The extraneous load is the load in our working memories which makes building schemas difficult in our long term memory. To come back to Fred Brook, it’s what he calls the “accidental complexity” in the paper cited above: complexity which could (and should) be avoided. This complexity is often created by the developers themselves (who didn’t find the better solution).

Extraneous load needs to be avoided, for developers to build accurate schemas in their long term memory more easily. We’ll see later in this article some ways to do exactly that.

The Germane Load

The germane load is the opposite of the extraneous load. It’s the cognitive load helping creating schemas. We want a low amount of extraneous load when we learn, but a high level of germane load.

Now that we’ve defined what we want and what we don’t, how do we improve our learning skills?

How To Learn More Effectively?

Learning and teaching are two faces of the same coin.

The audience looks know quite tired. It has been a lot of information at once, and Davina knows it. She tries to summarize:

“We lack natural cognitive tools to perform complex reasoning; more precisely, we can’t juggle with a lot of information at once, unless we’ve access to schemas we’ve created before, in our long-term memory. These schema can be complex, but at the same time they’re not heavy cognitive load for our working memory.”

She continues: “To create these schemas, we need to increase the germane load and decrease the extraneous load. We need to deal with the intrinsic load anyway, because this complexity is part of what we try to learn.”

We could see three areas where learning is important for a developer:

  1. The technical dimension: the tech stack and different technical practices used in the codebase.

### Required task a
Rewrite the part of the cognitive load passage that opens with "The germane load is" and closes with "the same coin.", replacing "extraneous load" with "unnecessary load".

### Data supplied
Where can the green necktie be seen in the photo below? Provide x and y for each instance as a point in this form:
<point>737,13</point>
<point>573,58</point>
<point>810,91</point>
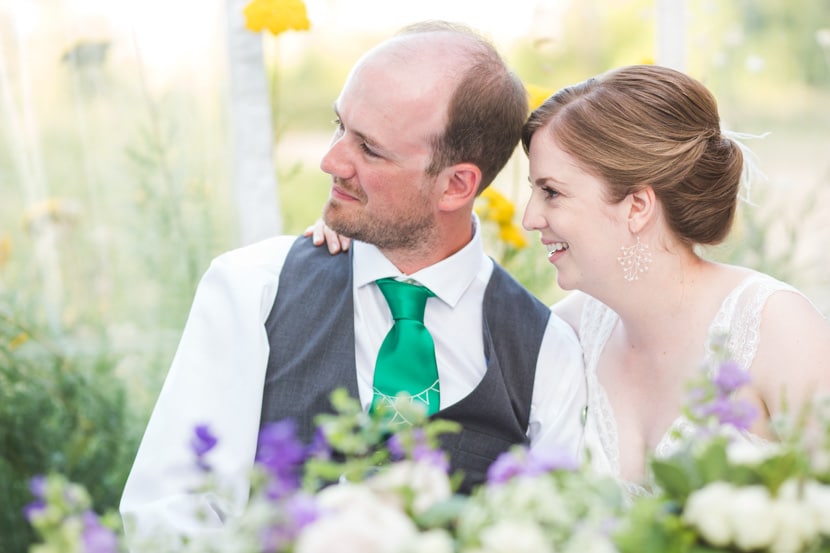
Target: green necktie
<point>406,360</point>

### Required task b
Can you repeat all the records above word for word, leaving the pictures out?

### Task solution a
The germane load is the opposite of the unnecessary load. It’s the cognitive load helping creating schemas. We want a low amount of unnecessary load when we learn, but a high level of germane load.

Now that we’ve defined what we want and what we don’t, how do we improve our learning skills?

How To Learn More Effectively?

Learning and teaching are two faces of the same coin.

### Task solution b
Where can the green necktie be seen in the photo below? Provide x and y for each instance as a point in this form:
<point>737,13</point>
<point>573,58</point>
<point>810,91</point>
Target: green necktie
<point>406,360</point>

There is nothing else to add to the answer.